ЗАДАНИЕ 1: Какая работа Р. Бекка, согласно тексту о мистике, дала Андерхилл ведущие идеи для современной интерпретации мистицизма?
ЗАДАНИЕ 2: Отредактируйте фрагмент текста о мистике от «Предисловие» до «разработок конкретных проблем.»: замените «огромную» на «масштабную».

ИЗУЧАЕМЫЙ ТЕКСТ:
Читать книгу Мистика в космосе культуры - - Страница 4

Предисловие
В. Мистика как явление и представление

Оглавление

С большой благодарностью мы отмечаем труды целого ряда авторов, проведших огромную обобщающую работу, что позволяет, лишь ссылаясь на соответствующие исследования, не останавливаться на истории разработок конкретных проблем.

Необходимо упомянуть классическую работу Эвелин Андерхилл «Мистицизм» (первое издание 1911 г.)11. Она впервые рассматривала мистицизм как результат общечеловеческого универсального опыта взаимодействия человеческих существ с Абсолютом, вне зависимости от различий конфессий и религиозных традиций. Причем именно опыта практического (или, если угодно, праксеологического), а не абстрактно-теоретического или религиозно-схоластического. Андерхилл, будучи католичкой, тем не менее, мистицизм рассматривала как нерелигиозное явление. А полемизируя со знаменитым трудом У. Джеймса «Многообразие религиозного опыта», видела необходимость выведения исследований мистицизма не только за рамки известных религий, но – и исключительных претензий психологии на рассмотрение мистических явлений. Нам близок ее интерес к работе Р. Бекка «Космическое сознание», которая дала ей ведущие идеи для современной интерпретации мистицизма. Именно Э. Андерхилл влияла на воззрения нескольких поколений первой половины ХХ в. целым рядом своих содержательных и оригинальных работ по важнейшим проблемам мистицизма, формулируя их смело и актуально. В чем значение тех личностей, которые, в отличие от большинства, обретают мистический опыт? Какую роль играют мистические опыты и их результаты в жизни общества? Как соотносятся между собой религиозный и мистический опыты? Как теология и учения различных церквей воспринимают мистические опыты?.. Таким образом, именно английской исследовательнице и ее авторитету, главным образом, мы обязаны тем, что теория, история и различные практики мистицизма стали предметом не только устойчивого общественного интереса, но – и постепенного формирования научных подходов и школ, как на Западе, так и в России.

(Сохраненные записи)
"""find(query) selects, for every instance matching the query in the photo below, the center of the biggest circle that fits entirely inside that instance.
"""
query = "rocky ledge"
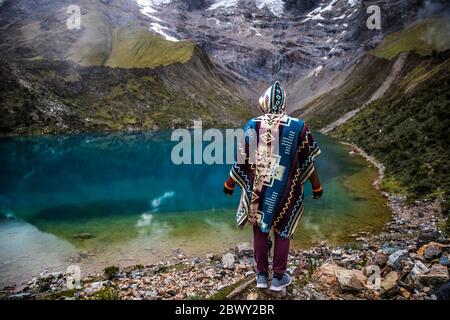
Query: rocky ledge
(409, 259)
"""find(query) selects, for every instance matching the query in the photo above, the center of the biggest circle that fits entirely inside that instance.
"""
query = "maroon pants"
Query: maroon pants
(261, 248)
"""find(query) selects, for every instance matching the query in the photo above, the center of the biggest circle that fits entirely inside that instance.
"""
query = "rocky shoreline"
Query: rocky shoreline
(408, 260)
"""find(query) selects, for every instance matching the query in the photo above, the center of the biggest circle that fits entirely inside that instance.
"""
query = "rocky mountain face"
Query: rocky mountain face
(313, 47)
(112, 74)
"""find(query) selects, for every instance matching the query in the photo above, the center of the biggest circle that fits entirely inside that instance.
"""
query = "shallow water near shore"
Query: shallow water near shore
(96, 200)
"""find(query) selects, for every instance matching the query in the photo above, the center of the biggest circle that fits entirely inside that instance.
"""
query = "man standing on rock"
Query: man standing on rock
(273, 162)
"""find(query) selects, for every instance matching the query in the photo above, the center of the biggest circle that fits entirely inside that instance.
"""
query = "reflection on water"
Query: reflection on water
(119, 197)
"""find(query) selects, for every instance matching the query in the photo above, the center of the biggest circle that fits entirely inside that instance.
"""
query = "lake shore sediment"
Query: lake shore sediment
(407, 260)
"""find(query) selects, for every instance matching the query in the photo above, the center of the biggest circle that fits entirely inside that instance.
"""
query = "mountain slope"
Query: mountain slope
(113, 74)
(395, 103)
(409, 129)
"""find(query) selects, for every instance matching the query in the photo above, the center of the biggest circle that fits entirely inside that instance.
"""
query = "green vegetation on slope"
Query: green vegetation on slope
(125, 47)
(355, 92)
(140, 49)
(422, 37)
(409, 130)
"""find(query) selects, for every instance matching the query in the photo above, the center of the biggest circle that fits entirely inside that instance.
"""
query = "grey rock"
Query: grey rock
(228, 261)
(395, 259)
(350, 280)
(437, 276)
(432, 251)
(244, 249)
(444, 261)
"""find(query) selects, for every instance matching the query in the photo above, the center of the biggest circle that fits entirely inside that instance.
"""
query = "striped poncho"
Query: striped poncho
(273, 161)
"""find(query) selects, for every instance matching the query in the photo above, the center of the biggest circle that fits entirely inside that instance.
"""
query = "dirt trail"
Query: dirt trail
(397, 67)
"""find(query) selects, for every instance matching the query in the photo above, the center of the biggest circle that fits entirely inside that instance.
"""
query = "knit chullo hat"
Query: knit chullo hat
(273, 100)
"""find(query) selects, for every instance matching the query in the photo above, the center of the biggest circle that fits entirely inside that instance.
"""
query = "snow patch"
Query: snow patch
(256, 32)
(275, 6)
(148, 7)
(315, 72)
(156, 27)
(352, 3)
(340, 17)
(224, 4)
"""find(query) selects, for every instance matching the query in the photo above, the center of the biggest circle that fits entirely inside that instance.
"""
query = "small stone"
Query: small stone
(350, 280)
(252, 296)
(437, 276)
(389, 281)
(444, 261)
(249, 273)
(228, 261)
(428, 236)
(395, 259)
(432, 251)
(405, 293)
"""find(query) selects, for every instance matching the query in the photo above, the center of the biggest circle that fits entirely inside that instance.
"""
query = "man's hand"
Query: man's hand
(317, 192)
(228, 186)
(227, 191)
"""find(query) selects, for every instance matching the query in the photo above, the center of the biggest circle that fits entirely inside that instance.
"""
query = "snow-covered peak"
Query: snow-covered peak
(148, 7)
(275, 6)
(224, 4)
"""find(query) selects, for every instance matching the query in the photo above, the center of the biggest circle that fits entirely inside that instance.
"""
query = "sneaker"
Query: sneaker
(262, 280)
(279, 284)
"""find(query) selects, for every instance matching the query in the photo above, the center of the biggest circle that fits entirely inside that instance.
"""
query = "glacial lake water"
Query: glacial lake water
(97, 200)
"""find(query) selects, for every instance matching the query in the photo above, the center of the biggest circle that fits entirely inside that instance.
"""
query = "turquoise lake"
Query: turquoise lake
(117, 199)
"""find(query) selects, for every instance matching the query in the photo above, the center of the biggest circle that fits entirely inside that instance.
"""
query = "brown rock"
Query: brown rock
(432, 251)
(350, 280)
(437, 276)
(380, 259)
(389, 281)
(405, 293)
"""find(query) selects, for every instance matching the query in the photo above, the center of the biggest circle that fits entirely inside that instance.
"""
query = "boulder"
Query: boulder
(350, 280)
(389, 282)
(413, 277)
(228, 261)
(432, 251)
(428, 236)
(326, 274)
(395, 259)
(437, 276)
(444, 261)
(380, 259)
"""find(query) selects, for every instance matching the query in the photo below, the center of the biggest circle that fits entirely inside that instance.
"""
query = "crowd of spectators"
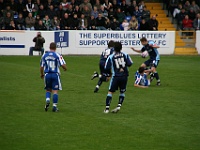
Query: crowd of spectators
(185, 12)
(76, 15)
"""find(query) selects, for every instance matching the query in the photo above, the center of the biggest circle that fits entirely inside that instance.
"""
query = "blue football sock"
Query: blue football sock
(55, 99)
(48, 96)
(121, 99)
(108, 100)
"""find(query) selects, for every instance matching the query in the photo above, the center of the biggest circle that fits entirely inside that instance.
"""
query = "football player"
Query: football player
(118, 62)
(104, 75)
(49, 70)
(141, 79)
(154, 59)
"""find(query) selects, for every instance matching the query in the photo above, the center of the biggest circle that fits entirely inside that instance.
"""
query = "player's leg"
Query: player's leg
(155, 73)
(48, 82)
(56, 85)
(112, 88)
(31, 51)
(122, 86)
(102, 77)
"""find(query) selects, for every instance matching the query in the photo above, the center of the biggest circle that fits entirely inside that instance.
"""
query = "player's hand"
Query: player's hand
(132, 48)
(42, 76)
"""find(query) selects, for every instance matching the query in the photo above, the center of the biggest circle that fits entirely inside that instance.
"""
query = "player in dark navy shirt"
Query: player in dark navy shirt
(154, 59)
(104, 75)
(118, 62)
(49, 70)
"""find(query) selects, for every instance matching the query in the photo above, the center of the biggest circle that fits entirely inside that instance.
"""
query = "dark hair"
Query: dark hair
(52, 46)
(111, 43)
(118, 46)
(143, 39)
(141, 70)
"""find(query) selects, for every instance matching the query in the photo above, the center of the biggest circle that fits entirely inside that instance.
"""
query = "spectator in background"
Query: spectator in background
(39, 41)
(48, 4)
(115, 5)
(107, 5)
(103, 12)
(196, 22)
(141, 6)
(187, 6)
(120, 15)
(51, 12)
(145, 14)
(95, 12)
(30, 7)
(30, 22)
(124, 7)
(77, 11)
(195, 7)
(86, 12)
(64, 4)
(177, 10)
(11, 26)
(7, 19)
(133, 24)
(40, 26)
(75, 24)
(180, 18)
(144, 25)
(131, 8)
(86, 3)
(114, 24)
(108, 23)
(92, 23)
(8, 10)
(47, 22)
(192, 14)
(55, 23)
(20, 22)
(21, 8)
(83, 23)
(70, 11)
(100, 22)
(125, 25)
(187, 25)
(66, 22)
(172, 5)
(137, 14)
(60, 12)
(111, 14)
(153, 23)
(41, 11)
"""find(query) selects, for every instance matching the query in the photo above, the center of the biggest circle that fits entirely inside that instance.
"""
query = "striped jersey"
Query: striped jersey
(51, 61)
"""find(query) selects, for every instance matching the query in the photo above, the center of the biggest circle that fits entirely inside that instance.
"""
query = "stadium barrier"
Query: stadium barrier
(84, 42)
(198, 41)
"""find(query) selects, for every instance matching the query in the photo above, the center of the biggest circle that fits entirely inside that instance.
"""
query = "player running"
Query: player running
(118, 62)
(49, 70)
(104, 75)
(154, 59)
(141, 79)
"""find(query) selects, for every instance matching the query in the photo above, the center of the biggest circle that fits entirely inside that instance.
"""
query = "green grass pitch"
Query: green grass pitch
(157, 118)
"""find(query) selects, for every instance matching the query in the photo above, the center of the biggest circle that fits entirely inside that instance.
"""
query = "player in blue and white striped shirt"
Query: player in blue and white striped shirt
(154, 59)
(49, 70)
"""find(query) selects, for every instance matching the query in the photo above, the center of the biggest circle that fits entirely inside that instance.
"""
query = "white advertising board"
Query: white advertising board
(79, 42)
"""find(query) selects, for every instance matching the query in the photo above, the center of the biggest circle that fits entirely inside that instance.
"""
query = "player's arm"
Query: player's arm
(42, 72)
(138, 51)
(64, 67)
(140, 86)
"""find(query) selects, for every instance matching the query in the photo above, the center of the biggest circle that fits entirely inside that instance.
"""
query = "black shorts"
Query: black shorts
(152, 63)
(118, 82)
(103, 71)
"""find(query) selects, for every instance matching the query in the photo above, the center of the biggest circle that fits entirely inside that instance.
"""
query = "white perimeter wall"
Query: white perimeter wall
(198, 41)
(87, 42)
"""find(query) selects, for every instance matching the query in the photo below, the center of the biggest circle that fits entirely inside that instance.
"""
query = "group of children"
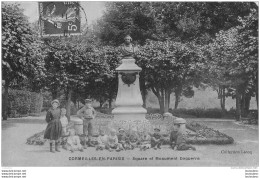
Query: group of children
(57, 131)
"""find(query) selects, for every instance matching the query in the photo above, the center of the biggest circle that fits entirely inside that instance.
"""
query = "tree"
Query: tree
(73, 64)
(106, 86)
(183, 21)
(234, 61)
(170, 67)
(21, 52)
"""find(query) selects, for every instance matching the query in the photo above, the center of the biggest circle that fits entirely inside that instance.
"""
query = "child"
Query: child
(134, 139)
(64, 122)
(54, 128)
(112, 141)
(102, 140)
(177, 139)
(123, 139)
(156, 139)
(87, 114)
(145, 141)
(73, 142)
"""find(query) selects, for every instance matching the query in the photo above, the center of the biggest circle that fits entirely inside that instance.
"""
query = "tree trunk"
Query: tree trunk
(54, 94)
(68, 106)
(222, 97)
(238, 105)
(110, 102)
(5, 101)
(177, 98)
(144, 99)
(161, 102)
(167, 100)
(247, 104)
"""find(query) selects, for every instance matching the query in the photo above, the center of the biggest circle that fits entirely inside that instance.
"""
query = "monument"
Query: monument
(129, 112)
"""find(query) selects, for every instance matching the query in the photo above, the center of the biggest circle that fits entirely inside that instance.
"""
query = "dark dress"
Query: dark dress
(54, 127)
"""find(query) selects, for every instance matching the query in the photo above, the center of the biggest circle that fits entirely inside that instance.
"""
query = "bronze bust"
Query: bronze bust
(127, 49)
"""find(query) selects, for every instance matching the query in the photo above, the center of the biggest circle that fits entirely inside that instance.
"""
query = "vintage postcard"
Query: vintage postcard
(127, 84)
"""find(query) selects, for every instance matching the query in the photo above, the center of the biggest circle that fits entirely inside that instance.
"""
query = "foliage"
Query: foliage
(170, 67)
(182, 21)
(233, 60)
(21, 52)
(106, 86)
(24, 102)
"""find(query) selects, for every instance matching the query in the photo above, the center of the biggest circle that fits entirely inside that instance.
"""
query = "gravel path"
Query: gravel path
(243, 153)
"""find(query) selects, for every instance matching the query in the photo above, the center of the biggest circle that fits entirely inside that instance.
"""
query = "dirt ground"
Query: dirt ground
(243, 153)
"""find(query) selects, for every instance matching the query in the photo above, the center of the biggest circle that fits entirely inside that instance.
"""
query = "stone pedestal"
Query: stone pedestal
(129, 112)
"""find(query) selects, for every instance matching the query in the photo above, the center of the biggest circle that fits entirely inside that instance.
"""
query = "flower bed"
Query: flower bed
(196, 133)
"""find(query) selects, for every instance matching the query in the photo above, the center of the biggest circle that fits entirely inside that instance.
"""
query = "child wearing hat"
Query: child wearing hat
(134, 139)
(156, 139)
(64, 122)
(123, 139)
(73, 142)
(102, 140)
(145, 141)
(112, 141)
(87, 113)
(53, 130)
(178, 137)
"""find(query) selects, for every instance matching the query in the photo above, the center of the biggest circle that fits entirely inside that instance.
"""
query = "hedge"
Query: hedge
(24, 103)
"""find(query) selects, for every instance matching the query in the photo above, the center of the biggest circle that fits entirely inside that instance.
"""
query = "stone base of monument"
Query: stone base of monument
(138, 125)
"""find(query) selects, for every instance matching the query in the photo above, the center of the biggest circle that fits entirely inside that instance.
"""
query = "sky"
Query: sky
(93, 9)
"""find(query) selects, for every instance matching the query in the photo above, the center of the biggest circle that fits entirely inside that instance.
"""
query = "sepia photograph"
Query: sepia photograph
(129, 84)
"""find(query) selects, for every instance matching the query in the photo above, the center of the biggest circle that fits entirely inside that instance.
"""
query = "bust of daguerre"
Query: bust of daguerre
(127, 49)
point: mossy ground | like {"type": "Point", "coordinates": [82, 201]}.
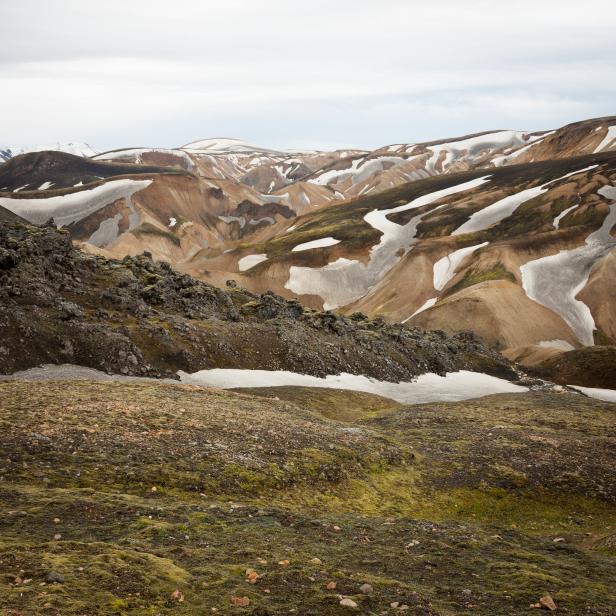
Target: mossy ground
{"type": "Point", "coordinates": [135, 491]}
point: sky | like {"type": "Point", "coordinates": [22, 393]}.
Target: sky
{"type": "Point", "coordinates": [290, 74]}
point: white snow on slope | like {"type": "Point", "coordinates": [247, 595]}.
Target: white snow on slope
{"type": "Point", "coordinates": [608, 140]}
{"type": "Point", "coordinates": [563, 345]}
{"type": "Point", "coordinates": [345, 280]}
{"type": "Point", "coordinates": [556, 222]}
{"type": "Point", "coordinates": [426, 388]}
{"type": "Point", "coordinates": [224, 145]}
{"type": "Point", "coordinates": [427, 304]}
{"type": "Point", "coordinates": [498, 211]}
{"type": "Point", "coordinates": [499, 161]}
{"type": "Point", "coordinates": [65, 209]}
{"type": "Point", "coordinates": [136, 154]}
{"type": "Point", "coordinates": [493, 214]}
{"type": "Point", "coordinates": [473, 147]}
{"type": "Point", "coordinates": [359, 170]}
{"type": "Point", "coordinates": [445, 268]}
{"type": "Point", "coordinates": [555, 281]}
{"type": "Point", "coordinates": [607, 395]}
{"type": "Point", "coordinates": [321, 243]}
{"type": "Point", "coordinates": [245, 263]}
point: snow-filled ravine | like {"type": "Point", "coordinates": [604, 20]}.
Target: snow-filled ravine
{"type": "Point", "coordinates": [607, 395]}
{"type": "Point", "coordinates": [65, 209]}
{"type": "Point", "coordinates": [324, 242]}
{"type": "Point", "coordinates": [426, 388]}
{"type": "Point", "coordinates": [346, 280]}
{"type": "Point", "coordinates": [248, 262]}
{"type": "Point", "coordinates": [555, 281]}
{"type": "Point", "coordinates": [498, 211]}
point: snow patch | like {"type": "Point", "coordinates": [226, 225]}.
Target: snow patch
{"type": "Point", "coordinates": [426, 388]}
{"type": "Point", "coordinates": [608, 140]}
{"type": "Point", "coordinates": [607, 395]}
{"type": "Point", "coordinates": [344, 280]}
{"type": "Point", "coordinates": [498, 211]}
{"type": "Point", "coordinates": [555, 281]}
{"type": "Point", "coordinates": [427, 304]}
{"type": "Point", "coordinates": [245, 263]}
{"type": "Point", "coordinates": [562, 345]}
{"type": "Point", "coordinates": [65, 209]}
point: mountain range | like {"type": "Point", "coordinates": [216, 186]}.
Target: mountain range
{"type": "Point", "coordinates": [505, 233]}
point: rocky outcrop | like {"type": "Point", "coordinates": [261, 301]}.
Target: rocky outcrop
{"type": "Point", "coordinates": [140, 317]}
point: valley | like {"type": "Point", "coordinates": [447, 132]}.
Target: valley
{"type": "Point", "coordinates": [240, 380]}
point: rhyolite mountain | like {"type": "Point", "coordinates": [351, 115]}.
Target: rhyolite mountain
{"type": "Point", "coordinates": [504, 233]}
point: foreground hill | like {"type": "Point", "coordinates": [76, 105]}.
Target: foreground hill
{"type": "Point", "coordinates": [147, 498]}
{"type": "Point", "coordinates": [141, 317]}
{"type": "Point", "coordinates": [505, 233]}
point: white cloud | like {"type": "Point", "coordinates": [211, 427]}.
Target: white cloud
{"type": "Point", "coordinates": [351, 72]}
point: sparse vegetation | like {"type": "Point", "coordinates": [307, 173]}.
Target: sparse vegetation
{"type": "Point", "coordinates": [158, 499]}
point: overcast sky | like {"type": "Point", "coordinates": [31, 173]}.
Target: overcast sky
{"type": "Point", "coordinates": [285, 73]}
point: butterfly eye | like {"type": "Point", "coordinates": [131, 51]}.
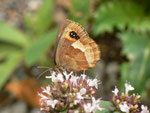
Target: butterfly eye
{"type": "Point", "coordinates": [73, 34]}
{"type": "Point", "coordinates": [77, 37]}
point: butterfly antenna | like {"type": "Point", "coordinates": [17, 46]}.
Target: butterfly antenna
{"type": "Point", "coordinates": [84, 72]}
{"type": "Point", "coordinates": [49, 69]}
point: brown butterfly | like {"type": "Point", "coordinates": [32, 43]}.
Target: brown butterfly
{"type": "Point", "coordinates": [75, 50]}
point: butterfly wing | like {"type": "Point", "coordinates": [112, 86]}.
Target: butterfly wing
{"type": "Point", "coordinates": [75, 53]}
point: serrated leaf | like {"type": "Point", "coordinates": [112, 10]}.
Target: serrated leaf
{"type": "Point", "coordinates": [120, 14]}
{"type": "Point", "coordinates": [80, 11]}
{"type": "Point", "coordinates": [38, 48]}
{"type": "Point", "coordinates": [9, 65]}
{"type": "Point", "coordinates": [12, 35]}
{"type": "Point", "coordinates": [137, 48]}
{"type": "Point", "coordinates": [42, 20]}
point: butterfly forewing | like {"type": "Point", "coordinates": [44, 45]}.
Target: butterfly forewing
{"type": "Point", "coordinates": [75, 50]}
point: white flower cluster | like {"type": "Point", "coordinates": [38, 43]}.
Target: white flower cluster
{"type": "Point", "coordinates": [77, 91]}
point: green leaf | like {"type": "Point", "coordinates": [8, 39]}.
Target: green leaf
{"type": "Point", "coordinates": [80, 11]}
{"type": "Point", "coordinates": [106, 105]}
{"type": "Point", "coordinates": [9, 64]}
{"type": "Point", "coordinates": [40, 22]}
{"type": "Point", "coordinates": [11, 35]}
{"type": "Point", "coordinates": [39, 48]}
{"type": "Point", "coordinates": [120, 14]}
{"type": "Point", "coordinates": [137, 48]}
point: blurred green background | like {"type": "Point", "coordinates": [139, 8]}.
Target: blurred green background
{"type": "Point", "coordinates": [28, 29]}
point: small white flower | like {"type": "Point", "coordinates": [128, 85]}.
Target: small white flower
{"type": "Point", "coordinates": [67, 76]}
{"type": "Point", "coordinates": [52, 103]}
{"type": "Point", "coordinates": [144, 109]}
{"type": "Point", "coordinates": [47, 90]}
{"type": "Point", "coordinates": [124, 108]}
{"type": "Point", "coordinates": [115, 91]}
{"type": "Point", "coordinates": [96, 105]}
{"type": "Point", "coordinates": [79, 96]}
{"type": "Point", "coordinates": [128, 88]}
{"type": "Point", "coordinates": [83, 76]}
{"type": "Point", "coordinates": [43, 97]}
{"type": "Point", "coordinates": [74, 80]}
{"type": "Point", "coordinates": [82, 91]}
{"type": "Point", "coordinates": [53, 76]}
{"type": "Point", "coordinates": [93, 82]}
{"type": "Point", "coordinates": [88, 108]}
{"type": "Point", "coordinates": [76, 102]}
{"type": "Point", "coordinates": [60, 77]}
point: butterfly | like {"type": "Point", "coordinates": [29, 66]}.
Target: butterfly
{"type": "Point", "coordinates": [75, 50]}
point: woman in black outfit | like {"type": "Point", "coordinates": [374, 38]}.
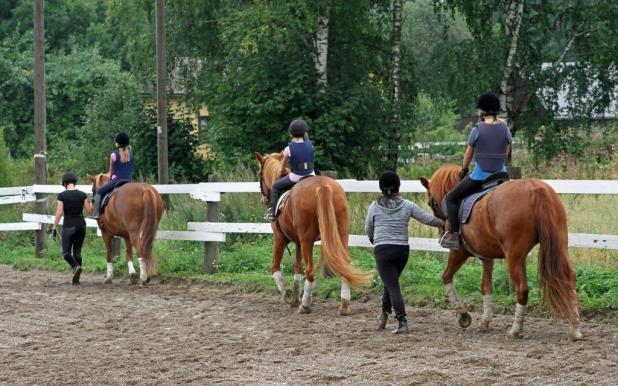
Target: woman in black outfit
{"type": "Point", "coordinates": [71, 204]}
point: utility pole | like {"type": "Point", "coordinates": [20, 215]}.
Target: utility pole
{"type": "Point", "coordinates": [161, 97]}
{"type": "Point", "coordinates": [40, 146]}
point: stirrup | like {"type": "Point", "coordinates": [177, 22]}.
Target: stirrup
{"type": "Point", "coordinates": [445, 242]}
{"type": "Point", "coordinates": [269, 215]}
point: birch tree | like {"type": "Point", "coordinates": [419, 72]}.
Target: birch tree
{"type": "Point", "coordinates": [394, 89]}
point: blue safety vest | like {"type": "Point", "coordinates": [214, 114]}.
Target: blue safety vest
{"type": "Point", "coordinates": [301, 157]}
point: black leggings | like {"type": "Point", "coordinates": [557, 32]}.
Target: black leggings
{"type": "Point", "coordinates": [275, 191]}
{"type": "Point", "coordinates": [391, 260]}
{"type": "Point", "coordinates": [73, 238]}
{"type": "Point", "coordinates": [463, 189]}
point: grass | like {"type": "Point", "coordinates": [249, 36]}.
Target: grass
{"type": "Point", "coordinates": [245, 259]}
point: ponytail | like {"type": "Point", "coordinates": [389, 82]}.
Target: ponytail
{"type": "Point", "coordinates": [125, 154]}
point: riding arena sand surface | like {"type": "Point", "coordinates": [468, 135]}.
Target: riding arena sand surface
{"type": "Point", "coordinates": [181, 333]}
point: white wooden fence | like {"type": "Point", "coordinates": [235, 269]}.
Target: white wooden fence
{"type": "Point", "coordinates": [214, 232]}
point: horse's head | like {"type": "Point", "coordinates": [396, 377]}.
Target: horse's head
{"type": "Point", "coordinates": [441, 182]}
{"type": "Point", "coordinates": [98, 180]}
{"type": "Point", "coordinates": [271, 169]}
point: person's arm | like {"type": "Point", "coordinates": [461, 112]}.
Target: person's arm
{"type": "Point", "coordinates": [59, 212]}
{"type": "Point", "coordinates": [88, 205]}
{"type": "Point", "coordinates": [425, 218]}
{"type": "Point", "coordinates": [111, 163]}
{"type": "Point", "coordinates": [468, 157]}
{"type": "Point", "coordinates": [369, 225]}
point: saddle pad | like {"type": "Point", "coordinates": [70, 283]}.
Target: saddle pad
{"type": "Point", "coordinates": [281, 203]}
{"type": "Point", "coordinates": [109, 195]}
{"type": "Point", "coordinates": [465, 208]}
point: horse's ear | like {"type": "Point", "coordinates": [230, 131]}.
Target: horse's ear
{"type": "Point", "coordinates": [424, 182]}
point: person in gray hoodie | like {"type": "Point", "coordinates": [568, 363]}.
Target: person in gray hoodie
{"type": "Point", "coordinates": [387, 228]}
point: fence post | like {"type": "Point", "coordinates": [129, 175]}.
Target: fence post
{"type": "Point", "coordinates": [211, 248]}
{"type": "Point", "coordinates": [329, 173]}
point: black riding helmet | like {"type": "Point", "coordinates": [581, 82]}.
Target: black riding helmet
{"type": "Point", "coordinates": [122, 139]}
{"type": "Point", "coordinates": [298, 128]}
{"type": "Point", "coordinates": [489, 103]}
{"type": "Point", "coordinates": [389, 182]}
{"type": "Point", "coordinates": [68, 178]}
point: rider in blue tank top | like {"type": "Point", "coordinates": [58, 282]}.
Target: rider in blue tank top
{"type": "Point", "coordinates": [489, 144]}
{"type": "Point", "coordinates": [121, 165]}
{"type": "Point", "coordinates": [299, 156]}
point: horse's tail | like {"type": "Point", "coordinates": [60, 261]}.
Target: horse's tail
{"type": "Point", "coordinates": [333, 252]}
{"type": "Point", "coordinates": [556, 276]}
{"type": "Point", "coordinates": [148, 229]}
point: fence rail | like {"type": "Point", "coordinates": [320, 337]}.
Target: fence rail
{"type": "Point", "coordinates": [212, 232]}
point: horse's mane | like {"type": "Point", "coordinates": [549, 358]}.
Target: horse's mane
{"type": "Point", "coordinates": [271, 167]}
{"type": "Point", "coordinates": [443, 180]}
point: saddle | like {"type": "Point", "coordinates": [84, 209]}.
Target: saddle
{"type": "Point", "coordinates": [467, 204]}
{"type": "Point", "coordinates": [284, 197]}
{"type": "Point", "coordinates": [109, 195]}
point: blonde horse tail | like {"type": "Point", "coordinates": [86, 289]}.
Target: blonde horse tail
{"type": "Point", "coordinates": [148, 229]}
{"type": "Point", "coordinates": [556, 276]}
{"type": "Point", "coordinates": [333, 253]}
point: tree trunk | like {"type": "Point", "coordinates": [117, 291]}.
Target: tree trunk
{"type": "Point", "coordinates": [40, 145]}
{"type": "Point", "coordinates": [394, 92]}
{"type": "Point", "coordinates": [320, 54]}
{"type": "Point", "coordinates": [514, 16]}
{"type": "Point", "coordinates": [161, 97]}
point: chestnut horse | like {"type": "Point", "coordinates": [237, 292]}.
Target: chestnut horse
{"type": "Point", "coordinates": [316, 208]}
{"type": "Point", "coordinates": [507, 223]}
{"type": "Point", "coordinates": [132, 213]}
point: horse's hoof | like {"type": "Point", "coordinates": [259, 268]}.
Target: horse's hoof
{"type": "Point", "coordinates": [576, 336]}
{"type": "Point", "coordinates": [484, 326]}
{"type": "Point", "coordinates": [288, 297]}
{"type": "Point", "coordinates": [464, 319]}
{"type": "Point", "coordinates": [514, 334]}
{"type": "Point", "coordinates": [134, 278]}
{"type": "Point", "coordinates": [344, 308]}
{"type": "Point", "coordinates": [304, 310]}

ОЖИДАЕМЫЙ ОТВЕТ 1: «Космическое сознание».

ОЖИДАЕМЫЙ ОТВЕТ 2:
Предисловие
В. Мистика как явление и представление

Оглавление

С большой благодарностью мы отмечаем труды целого ряда авторов, проведших масштабную обобщающую работу, что позволяет, лишь ссылаясь на соответствующие исследования, не останавливаться на истории разработок конкретных проблем.